#### WORK INSTRUCTION
Take nothing but the lines from the one with "We need the location of the open" through the one with "We need the location of the black mussel" in the entries below, both ends kept, and return them exactly with pictures left out.

+++++

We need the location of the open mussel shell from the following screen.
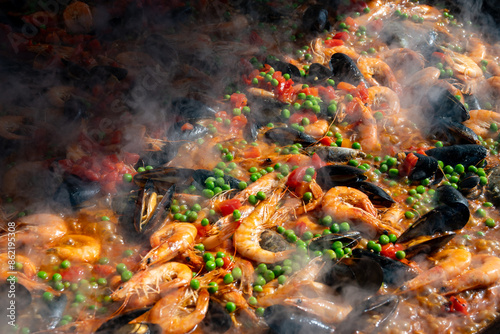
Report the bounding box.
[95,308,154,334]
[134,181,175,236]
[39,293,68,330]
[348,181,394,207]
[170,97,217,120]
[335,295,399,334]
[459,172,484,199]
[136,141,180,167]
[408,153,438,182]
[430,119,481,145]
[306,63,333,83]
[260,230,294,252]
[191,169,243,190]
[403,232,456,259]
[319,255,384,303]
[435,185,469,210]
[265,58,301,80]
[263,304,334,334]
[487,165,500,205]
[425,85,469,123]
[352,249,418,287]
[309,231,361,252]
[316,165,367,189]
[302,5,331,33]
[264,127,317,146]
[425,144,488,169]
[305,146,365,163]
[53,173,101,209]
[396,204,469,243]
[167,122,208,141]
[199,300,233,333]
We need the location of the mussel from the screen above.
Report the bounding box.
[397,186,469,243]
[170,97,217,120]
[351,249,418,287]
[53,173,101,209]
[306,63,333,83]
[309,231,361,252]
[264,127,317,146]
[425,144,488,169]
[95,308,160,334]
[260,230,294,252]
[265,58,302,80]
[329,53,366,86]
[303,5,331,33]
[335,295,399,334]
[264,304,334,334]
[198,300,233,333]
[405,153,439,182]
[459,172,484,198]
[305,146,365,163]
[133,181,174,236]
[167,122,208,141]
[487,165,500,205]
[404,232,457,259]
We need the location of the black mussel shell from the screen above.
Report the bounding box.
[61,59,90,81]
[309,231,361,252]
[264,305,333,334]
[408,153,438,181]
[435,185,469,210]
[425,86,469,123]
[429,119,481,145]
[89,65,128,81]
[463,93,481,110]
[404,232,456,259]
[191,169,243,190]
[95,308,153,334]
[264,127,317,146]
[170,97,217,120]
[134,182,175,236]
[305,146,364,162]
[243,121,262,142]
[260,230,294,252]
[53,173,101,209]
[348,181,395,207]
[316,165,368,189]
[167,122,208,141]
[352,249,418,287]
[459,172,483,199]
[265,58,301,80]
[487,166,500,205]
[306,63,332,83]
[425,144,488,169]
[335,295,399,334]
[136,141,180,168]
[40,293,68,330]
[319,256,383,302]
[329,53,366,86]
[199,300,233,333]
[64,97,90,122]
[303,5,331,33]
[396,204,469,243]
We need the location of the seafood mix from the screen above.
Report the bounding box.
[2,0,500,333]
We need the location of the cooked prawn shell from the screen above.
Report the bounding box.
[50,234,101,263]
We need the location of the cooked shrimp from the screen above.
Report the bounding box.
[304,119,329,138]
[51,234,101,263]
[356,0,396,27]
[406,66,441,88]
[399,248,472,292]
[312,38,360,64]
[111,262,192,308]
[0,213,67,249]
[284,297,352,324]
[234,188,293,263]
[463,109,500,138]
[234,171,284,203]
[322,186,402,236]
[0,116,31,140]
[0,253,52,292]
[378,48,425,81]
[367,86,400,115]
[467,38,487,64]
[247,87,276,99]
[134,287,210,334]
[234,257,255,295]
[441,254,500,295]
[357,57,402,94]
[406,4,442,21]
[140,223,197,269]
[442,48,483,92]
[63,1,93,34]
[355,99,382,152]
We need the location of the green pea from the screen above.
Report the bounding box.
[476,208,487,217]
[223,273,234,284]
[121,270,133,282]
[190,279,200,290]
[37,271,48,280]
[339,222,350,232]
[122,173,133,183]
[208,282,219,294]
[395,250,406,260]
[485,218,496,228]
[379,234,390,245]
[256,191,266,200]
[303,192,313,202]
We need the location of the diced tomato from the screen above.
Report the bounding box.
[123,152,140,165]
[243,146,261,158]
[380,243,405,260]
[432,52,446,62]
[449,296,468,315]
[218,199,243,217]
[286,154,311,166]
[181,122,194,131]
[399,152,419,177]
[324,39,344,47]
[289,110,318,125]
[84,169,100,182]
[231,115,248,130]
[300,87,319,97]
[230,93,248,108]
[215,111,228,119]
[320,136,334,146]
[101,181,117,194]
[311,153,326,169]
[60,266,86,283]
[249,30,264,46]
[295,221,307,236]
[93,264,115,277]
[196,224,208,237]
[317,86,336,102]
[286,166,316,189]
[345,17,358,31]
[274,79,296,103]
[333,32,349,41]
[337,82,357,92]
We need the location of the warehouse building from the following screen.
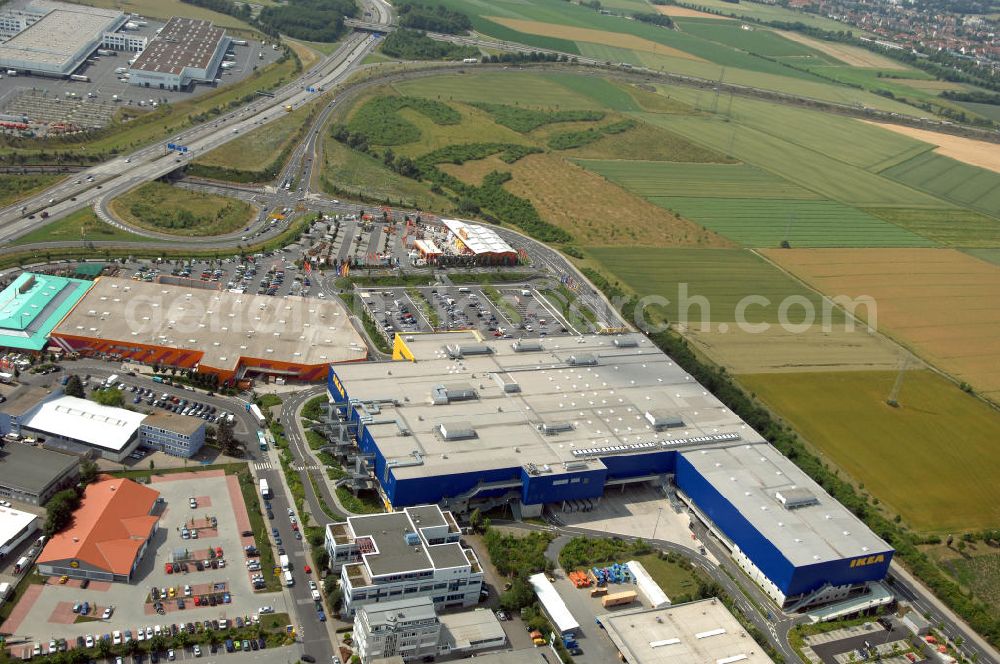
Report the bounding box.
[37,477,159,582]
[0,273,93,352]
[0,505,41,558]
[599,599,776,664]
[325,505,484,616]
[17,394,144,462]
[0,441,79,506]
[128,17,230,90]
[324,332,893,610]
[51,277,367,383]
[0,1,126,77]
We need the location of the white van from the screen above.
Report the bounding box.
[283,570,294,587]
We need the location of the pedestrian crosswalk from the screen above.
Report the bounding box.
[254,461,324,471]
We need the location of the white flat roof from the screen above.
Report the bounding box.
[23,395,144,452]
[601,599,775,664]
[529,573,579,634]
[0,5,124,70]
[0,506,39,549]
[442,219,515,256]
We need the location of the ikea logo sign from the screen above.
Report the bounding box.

+++++

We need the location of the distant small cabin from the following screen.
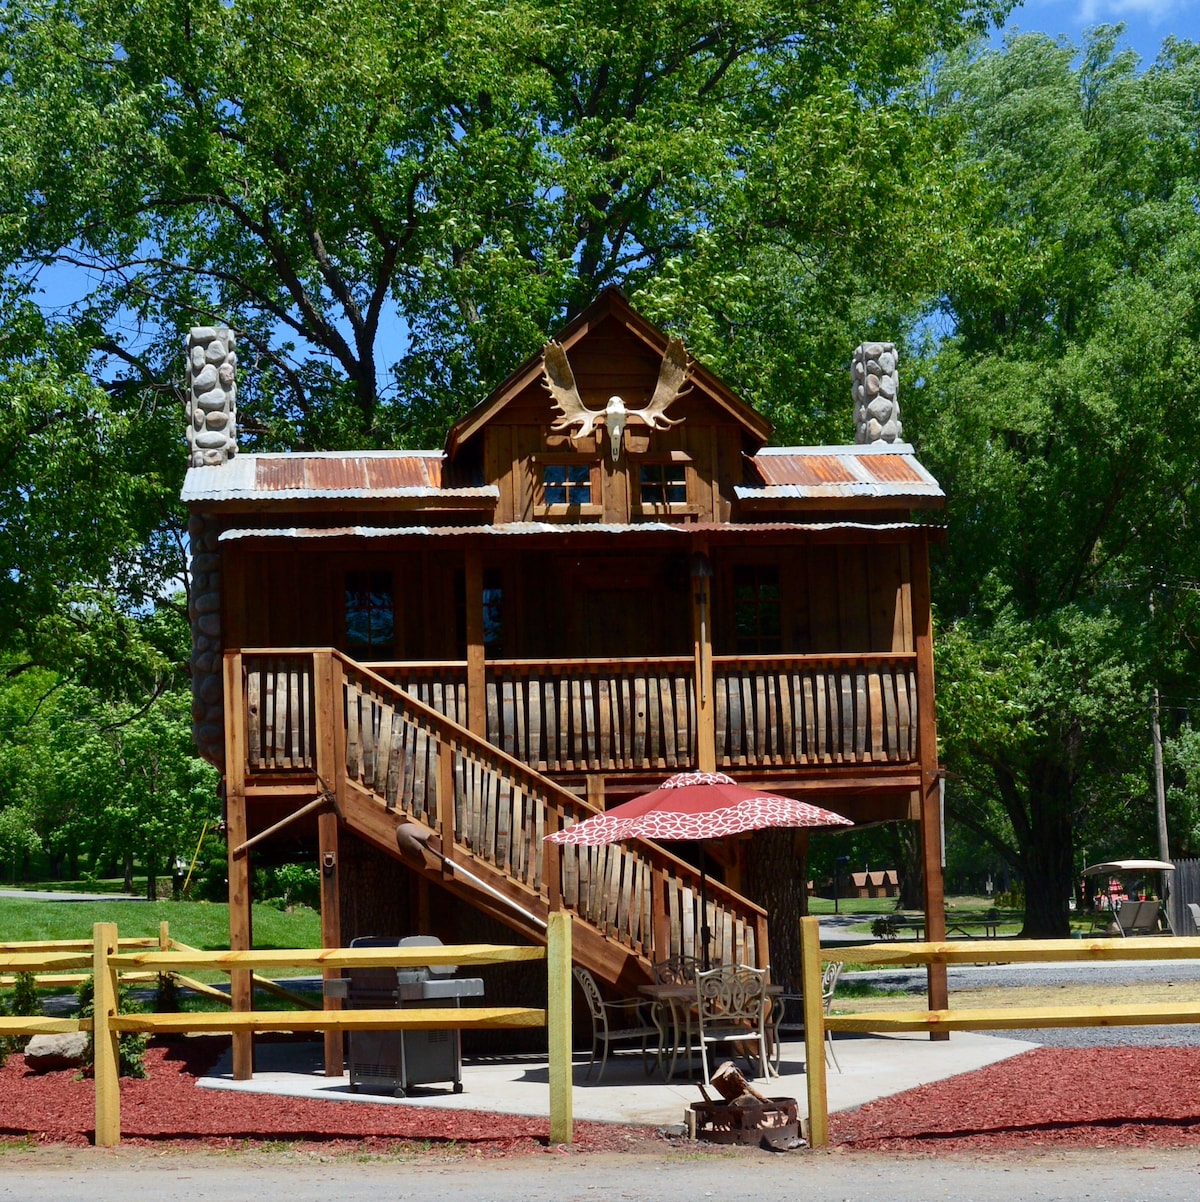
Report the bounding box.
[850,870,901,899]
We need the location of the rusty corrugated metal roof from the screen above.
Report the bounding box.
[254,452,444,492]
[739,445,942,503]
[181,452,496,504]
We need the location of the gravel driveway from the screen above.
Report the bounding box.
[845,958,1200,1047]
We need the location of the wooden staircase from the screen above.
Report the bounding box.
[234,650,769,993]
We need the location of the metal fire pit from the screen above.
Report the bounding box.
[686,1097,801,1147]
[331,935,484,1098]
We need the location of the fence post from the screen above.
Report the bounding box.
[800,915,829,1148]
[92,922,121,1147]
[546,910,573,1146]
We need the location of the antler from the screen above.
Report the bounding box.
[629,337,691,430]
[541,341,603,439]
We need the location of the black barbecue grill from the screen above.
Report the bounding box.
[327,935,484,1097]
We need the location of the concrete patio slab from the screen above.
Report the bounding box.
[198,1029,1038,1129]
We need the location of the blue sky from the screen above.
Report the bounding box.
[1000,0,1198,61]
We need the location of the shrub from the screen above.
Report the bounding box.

+++++

#### ANSWER SPACE
We need the location of the open mussel shell from the following screen.
Report the bounding box.
[95,308,154,334]
[134,181,175,236]
[39,293,68,330]
[348,181,394,207]
[170,97,217,120]
[335,295,399,334]
[459,172,484,199]
[136,141,180,167]
[408,153,438,182]
[430,119,481,145]
[306,63,333,83]
[260,230,294,252]
[191,169,243,190]
[403,232,456,259]
[319,255,384,303]
[435,185,469,210]
[265,58,301,80]
[263,304,334,334]
[487,165,500,205]
[425,85,469,123]
[352,249,418,287]
[309,231,361,252]
[316,165,367,189]
[302,5,331,33]
[264,127,317,146]
[425,144,488,169]
[305,146,365,163]
[53,173,101,209]
[396,204,469,243]
[167,122,208,141]
[199,300,233,333]
We need the location of the mussel from the screen above.
Report the bounding box.
[397,186,469,243]
[170,97,217,120]
[351,249,418,287]
[53,173,101,209]
[306,63,333,83]
[309,231,361,252]
[264,127,317,146]
[425,144,488,169]
[95,308,160,334]
[260,230,294,252]
[265,58,302,80]
[329,53,366,86]
[303,5,331,33]
[335,295,399,334]
[264,304,334,334]
[198,300,233,333]
[405,153,439,182]
[459,172,484,198]
[305,146,365,163]
[133,181,174,236]
[167,122,208,141]
[487,165,500,205]
[404,232,457,259]
We need the location of the black mussel shell from the screen above.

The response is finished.